▸ **Direction**
The lines to be set down run from the line containing "Annotation task — tag each instance of the window blind" through the final line of the data below; print them exactly and print nothing else.
+ + +
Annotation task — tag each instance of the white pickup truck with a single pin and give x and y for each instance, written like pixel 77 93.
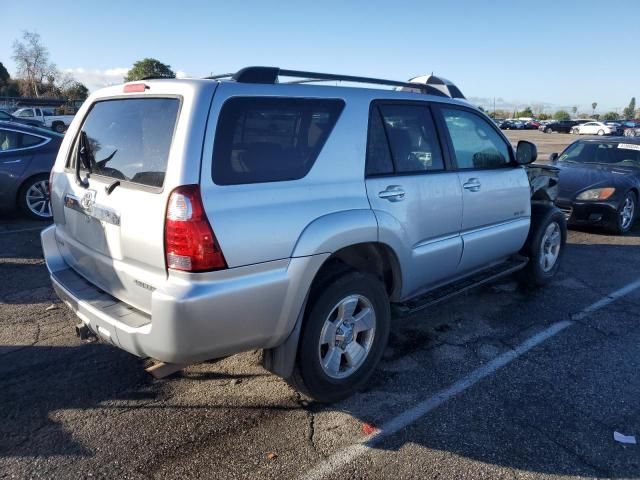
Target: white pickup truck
pixel 47 116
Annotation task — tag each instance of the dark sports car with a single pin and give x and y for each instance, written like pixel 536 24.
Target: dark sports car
pixel 599 182
pixel 26 157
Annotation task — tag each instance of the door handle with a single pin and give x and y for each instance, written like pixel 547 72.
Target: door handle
pixel 473 185
pixel 393 193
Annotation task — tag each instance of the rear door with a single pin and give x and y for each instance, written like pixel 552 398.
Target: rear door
pixel 416 199
pixel 496 194
pixel 111 231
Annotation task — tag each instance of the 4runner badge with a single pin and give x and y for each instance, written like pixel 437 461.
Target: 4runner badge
pixel 88 199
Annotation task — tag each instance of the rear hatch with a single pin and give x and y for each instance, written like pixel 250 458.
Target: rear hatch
pixel 111 231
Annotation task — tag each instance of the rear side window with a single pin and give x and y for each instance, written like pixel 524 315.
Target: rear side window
pixel 475 141
pixel 130 138
pixel 412 137
pixel 11 140
pixel 379 160
pixel 30 140
pixel 260 139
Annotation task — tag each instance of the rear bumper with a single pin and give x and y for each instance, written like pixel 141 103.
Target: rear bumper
pixel 192 318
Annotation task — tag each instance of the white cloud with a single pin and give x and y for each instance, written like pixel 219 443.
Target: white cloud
pixel 95 79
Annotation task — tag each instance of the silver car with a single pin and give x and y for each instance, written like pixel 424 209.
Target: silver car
pixel 200 218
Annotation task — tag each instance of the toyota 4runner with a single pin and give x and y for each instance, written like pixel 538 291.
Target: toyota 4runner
pixel 195 219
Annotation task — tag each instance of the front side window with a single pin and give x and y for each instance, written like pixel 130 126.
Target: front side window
pixel 412 137
pixel 129 139
pixel 265 139
pixel 475 143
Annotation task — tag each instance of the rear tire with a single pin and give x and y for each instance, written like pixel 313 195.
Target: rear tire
pixel 329 333
pixel 544 247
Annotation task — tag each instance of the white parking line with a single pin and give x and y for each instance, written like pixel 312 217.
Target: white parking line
pixel 406 418
pixel 32 229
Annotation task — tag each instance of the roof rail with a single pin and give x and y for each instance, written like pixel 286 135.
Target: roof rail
pixel 270 75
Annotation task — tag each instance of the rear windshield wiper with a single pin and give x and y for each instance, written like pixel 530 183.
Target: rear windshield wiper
pixel 82 155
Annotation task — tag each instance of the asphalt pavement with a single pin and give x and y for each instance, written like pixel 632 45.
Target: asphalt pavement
pixel 497 383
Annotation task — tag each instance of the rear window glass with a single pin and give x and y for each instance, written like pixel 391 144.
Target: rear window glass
pixel 270 139
pixel 129 139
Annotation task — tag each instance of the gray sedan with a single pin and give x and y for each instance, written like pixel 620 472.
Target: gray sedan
pixel 26 157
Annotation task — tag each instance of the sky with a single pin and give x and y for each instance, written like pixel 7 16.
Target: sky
pixel 553 53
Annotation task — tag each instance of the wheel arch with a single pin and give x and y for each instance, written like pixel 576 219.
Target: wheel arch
pixel 371 257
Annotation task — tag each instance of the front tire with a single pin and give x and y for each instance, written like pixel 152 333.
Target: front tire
pixel 626 214
pixel 345 332
pixel 544 247
pixel 33 198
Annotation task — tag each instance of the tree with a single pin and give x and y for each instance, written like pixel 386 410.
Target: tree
pixel 630 111
pixel 149 67
pixel 76 91
pixel 32 62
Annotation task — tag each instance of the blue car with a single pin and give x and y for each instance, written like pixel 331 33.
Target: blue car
pixel 26 157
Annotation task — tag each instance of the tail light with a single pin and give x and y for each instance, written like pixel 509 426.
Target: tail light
pixel 190 244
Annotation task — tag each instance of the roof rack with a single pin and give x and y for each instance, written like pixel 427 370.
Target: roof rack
pixel 269 75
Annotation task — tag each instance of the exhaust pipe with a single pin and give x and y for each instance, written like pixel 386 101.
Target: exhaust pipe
pixel 83 332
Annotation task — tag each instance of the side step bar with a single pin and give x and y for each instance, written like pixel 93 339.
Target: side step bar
pixel 445 292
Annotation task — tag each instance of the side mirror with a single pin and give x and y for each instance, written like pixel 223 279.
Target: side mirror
pixel 526 153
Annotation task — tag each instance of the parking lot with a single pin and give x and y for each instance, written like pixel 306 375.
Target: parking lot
pixel 547 143
pixel 498 383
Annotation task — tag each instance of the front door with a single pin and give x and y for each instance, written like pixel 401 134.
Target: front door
pixel 416 199
pixel 496 193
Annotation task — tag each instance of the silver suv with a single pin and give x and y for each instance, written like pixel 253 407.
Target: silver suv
pixel 195 219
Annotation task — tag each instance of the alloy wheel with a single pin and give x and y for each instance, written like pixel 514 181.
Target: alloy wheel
pixel 38 199
pixel 550 247
pixel 627 212
pixel 347 336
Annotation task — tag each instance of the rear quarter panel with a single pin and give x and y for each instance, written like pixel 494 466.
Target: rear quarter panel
pixel 264 221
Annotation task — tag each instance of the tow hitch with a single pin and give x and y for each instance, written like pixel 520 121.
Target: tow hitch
pixel 84 333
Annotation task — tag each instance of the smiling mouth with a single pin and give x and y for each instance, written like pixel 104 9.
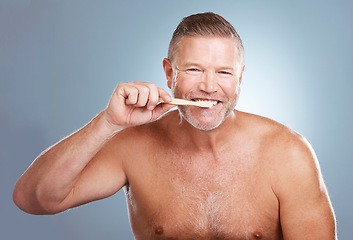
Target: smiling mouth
pixel 214 102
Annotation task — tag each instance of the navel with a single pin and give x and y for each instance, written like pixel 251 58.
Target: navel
pixel 159 230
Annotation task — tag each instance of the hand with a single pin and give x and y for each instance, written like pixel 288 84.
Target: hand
pixel 135 104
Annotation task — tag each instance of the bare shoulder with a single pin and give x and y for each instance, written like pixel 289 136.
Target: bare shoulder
pixel 290 154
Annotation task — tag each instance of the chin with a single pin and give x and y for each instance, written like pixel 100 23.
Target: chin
pixel 204 123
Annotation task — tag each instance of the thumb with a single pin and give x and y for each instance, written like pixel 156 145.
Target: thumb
pixel 160 109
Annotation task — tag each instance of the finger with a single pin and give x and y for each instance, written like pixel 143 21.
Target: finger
pixel 164 95
pixel 143 95
pixel 153 96
pixel 130 93
pixel 160 109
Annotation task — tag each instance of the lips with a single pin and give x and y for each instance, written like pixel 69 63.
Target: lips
pixel 214 101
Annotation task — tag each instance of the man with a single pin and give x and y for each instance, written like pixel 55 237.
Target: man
pixel 196 173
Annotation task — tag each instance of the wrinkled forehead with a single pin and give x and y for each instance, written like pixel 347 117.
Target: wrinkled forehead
pixel 200 49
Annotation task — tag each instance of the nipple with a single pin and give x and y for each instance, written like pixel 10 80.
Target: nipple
pixel 159 230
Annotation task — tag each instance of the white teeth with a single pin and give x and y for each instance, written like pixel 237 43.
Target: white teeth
pixel 213 102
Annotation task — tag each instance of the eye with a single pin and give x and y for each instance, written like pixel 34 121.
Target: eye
pixel 225 72
pixel 193 70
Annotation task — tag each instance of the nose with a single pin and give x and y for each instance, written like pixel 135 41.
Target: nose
pixel 208 83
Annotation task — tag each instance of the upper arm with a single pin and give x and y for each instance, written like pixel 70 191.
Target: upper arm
pixel 305 208
pixel 103 176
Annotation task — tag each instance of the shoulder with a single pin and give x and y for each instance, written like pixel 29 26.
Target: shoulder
pixel 291 157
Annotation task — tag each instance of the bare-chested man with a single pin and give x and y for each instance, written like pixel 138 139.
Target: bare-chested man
pixel 195 173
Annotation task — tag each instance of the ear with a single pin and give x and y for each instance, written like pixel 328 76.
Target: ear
pixel 241 75
pixel 168 70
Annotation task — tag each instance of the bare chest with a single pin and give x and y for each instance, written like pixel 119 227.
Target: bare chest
pixel 200 198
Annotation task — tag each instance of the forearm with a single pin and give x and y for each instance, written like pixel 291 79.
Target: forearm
pixel 52 176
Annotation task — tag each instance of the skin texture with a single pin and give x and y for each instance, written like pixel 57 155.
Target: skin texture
pixel 194 173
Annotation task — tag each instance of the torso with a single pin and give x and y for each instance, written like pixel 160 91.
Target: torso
pixel 175 192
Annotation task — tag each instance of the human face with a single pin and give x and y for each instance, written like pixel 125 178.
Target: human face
pixel 205 69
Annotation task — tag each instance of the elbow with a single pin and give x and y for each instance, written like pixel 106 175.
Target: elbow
pixel 29 202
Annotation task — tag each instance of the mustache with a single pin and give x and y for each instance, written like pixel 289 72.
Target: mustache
pixel 213 96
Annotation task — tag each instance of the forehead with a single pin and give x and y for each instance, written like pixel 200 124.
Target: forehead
pixel 207 50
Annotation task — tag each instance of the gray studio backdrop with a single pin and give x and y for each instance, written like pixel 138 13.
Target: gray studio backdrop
pixel 61 60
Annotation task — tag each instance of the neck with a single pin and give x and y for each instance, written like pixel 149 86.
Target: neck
pixel 208 140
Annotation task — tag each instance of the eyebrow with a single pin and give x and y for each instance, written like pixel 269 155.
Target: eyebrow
pixel 189 64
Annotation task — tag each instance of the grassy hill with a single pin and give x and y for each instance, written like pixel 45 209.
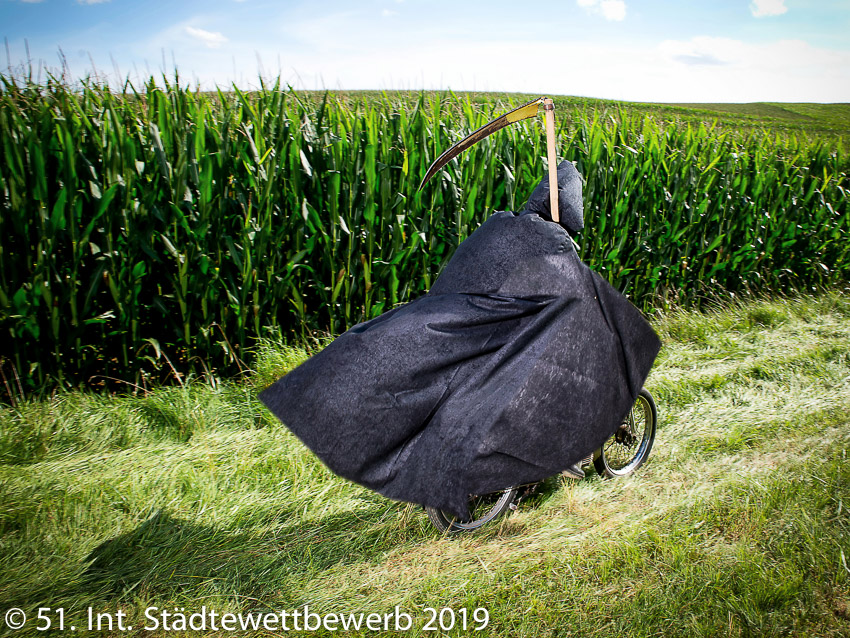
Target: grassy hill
pixel 191 497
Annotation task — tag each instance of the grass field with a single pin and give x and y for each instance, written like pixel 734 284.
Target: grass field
pixel 194 496
pixel 170 223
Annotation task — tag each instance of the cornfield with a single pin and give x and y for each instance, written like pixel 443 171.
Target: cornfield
pixel 169 224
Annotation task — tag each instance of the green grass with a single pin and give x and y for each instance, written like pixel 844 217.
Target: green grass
pixel 737 526
pixel 171 226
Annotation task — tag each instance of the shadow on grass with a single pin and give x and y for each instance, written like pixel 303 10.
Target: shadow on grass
pixel 166 556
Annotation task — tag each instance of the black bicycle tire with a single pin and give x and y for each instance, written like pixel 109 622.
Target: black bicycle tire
pixel 446 522
pixel 644 448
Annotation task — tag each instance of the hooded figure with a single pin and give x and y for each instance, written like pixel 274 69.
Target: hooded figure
pixel 519 362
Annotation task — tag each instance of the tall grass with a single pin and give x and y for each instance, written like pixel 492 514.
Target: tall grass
pixel 171 225
pixel 196 496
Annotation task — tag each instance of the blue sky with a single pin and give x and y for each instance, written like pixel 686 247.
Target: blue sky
pixel 640 50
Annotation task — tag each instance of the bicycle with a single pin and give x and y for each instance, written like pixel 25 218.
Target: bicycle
pixel 620 455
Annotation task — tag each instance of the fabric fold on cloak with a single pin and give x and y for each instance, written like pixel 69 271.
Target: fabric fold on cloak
pixel 519 362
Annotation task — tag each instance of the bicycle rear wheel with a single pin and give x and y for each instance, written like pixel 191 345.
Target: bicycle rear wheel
pixel 482 509
pixel 629 447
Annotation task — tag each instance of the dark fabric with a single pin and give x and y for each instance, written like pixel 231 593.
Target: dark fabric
pixel 570 206
pixel 519 362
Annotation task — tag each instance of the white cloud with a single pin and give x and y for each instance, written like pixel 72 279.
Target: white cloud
pixel 763 8
pixel 609 9
pixel 613 9
pixel 212 39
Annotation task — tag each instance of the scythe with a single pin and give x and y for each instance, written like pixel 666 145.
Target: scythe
pixel 523 112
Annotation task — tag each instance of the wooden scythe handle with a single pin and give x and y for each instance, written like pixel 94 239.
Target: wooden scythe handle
pixel 549 110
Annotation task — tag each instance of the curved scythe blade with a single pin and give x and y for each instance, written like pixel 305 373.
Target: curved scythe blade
pixel 520 113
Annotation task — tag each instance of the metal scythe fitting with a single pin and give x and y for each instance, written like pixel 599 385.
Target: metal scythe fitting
pixel 523 112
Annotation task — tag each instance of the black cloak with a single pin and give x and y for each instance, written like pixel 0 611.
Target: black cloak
pixel 518 363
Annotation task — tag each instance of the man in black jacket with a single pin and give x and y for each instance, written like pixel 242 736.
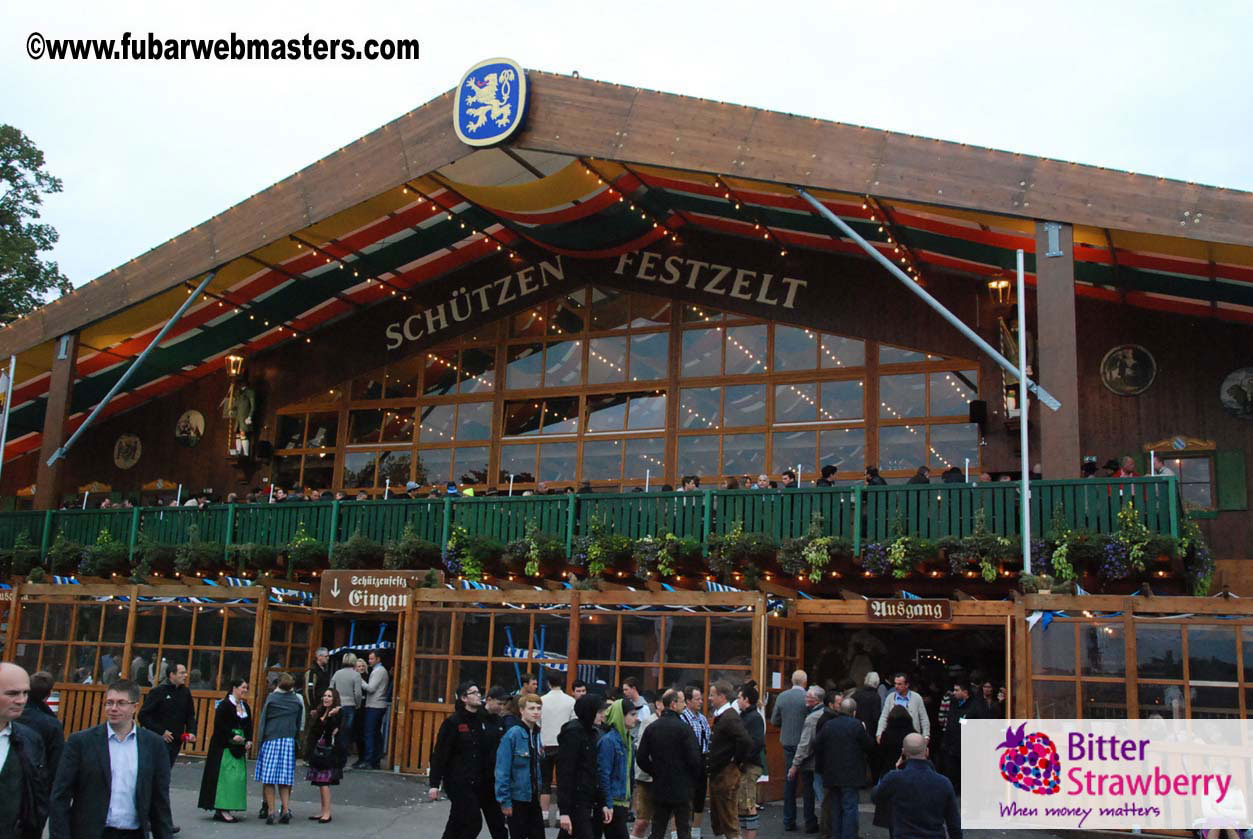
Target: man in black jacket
pixel 729 748
pixel 23 780
pixel 921 799
pixel 962 706
pixel 169 711
pixel 464 764
pixel 840 754
pixel 114 755
pixel 669 753
pixel 40 719
pixel 580 800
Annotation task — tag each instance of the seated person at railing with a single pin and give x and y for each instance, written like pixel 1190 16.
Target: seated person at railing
pixel 828 476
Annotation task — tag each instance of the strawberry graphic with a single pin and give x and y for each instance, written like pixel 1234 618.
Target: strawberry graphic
pixel 1030 761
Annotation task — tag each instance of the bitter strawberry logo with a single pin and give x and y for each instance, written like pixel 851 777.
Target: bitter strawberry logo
pixel 1030 761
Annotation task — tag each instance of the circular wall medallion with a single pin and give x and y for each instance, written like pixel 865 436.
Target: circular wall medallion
pixel 1236 392
pixel 127 451
pixel 1128 370
pixel 189 428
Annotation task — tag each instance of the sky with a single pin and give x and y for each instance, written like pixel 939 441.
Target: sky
pixel 148 149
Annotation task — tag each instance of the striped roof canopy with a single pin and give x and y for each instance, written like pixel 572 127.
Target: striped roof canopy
pixel 291 261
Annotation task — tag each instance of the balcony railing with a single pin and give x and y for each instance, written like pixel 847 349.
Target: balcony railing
pixel 860 514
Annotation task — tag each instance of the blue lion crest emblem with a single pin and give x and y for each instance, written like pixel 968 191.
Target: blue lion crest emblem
pixel 490 102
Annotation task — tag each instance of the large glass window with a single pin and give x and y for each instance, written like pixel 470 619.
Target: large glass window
pixel 561 391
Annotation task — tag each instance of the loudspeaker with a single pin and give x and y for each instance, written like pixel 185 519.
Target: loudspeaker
pixel 979 411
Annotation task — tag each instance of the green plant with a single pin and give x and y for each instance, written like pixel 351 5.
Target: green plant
pixel 24 556
pixel 602 549
pixel 104 557
pixel 664 554
pixel 64 555
pixel 535 550
pixel 357 551
pixel 253 556
pixel 303 551
pixel 739 551
pixel 410 551
pixel 193 555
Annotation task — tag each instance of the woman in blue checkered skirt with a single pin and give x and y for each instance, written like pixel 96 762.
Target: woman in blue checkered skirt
pixel 281 721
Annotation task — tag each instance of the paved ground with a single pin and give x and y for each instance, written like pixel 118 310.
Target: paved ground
pixel 382 804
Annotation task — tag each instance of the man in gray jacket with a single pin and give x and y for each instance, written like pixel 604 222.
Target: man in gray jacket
pixel 377 701
pixel 905 698
pixel 791 708
pixel 347 683
pixel 802 761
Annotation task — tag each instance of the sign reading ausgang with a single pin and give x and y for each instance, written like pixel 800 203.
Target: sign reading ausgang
pixel 911 611
pixel 371 591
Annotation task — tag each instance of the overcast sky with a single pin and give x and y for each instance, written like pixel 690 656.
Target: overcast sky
pixel 150 149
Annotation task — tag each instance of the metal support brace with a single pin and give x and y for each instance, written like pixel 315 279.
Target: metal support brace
pixel 108 397
pixel 1006 365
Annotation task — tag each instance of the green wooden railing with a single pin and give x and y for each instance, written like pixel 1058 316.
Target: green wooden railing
pixel 858 514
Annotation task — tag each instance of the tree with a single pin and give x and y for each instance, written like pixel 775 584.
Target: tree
pixel 25 279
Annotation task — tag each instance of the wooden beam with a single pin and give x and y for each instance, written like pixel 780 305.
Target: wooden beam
pixel 60 392
pixel 1056 353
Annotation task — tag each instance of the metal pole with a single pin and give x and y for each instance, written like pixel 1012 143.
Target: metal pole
pixel 108 397
pixel 8 407
pixel 1024 403
pixel 1048 398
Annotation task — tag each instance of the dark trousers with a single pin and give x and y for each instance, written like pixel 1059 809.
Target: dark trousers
pixel 470 808
pixel 663 812
pixel 811 813
pixel 790 788
pixel 615 829
pixel 840 812
pixel 583 820
pixel 173 748
pixel 526 820
pixel 372 725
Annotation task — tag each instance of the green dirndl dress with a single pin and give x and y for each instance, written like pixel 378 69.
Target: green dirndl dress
pixel 232 793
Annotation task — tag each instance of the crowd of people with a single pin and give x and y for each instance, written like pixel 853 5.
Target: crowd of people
pixel 638 764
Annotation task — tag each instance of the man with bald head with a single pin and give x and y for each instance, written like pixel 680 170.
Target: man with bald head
pixel 921 799
pixel 23 782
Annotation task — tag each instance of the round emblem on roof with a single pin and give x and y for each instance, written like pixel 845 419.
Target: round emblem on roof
pixel 490 102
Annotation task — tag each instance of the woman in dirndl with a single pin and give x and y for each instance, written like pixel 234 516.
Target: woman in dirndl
pixel 322 751
pixel 281 721
pixel 746 797
pixel 224 783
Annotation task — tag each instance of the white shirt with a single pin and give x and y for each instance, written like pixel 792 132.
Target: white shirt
pixel 556 709
pixel 124 768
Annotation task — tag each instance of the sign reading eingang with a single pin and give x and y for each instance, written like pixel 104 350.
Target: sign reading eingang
pixel 1152 774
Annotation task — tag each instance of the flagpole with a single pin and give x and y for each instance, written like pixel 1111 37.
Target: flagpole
pixel 8 407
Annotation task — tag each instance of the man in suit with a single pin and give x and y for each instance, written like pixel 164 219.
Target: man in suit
pixel 23 783
pixel 910 701
pixel 113 782
pixel 791 708
pixel 840 754
pixel 729 748
pixel 922 800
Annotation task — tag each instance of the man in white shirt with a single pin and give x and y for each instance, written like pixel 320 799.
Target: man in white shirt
pixel 558 709
pixel 377 701
pixel 113 780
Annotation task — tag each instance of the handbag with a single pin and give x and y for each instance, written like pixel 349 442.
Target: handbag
pixel 237 749
pixel 322 755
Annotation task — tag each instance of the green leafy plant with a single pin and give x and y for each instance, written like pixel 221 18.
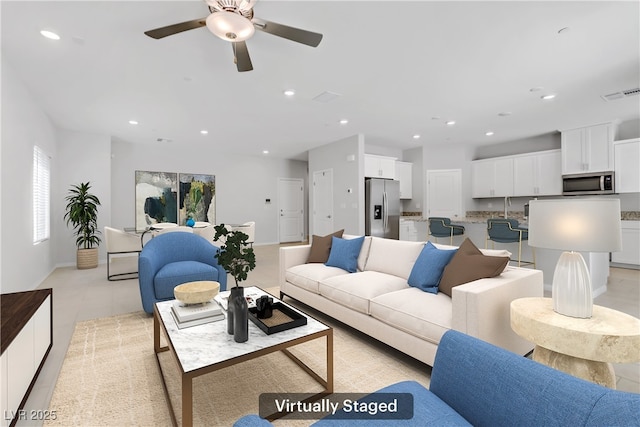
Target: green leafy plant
pixel 82 213
pixel 235 256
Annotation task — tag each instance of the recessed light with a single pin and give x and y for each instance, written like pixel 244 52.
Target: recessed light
pixel 50 35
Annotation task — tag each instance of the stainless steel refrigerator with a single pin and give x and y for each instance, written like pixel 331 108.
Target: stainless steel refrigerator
pixel 382 208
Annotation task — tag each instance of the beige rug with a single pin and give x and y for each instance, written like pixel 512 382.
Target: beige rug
pixel 110 377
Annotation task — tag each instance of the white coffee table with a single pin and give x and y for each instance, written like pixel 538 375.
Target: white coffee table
pixel 203 349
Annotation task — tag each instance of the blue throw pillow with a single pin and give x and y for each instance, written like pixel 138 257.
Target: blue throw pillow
pixel 427 271
pixel 344 253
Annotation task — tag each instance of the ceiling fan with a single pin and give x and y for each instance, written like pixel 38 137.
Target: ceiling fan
pixel 233 21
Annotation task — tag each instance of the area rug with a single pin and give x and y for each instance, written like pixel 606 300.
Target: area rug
pixel 110 377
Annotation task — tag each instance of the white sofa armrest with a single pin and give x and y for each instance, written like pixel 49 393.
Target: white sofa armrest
pixel 291 256
pixel 482 308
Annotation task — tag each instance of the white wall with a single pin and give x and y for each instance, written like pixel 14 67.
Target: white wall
pixel 24 124
pixel 348 207
pixel 82 157
pixel 243 183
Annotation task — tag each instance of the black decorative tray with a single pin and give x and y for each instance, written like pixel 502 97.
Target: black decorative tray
pixel 283 318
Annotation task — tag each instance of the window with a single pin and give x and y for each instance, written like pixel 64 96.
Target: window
pixel 41 195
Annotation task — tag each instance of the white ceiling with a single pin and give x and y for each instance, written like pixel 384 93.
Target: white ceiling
pixel 397 66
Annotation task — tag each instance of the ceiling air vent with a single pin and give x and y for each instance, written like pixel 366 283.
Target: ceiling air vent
pixel 622 94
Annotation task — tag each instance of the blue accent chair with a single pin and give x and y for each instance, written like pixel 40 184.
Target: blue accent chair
pixel 171 259
pixel 509 231
pixel 476 383
pixel 442 227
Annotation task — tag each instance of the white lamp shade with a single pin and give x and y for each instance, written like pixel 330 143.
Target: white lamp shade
pixel 586 225
pixel 230 26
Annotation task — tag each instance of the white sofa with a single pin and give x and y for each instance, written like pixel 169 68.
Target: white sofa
pixel 378 301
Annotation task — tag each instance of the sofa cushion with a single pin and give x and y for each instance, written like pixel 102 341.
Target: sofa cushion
pixel 428 411
pixel 469 264
pixel 355 290
pixel 344 253
pixel 422 314
pixel 364 251
pixel 321 246
pixel 427 270
pixel 176 273
pixel 395 257
pixel 307 276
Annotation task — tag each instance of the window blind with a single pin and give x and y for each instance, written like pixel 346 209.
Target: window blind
pixel 41 195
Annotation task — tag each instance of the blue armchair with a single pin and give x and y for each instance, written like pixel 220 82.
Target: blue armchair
pixel 170 259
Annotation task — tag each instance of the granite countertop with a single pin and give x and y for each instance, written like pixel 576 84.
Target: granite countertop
pixel 480 217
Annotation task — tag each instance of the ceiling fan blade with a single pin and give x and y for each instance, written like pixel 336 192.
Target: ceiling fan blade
pixel 170 30
pixel 241 56
pixel 294 34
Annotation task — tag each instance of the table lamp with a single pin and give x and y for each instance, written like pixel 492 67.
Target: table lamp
pixel 587 225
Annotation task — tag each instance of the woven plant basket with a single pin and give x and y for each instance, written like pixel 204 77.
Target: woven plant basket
pixel 87 258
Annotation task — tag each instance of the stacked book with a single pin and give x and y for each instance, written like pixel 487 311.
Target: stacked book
pixel 187 315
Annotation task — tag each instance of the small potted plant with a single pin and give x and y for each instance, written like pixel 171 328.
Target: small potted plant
pixel 82 213
pixel 238 259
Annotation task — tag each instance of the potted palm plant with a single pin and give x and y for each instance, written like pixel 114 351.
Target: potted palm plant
pixel 82 213
pixel 238 259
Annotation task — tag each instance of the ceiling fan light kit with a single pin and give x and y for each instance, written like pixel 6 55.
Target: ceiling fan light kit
pixel 233 21
pixel 230 26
+ + +
▸ **Result**
Annotation task — tag each instance of the window blind with a single pin and give x and y for each instance, written like pixel 346 209.
Target: window blind
pixel 41 195
Annotation task — tag each instance of the blue armchair with a single pin and give x and y for each instance, written like pixel 220 82.
Target: blue armchair
pixel 170 259
Annotation task — tag each instance of the granite countertop with a single pin and give x and y for each instance, written like pixel 576 84.
Target: granite countertop
pixel 480 217
Annotation task — tag each instance of the ceiling fan blade with a single pin and give x and y for each instance, written like pixel 336 192.
Target: ceiling fan blade
pixel 170 30
pixel 241 56
pixel 294 34
Annotation task — tag each instance of the table lamp with a single pin and give x and y for each instance, written like pixel 492 67.
Target: table lamp
pixel 587 225
Annotation task — tag each instance of the woven plant basket with a single pin and give x and y for each instance, written like pixel 204 77.
Target: woven plant basket
pixel 87 258
Annotation task — tag each instance of the stacked book with a single pin and give x and y for each instance, written like pixel 487 311.
Target: stacked book
pixel 187 315
Annotation task — tag each instance of the small potted plant with a single pin and give x and y for each instance, written like pixel 171 328.
Target: small potted plant
pixel 82 213
pixel 238 259
Annotation task — tag each instance of the potted palm plant with a single pin and give x and y for each instance, written like pixel 114 351.
Target: potted palm plant
pixel 82 213
pixel 238 259
Annotation task — tag each instance of the ceiling fan light kit with a single pin and give x and y for each instance, written like pixel 6 55.
Target: ceiling fan light kit
pixel 233 21
pixel 230 26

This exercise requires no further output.